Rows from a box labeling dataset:
#####

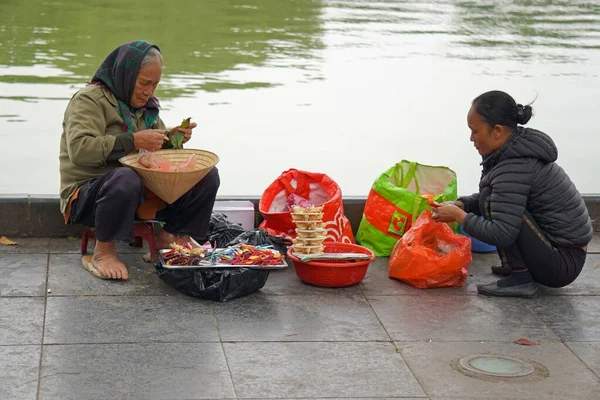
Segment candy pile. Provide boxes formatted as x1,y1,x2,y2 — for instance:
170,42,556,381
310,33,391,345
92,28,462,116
162,243,285,266
291,206,327,255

#####

Aim:
Retype the rows above word for word, leaving out the pictures.

In response:
Segment candy pile. Provide boxes formatted as x1,y1,x2,y2 — for instance:
170,42,556,381
310,33,391,345
92,28,462,116
162,243,285,266
291,206,327,255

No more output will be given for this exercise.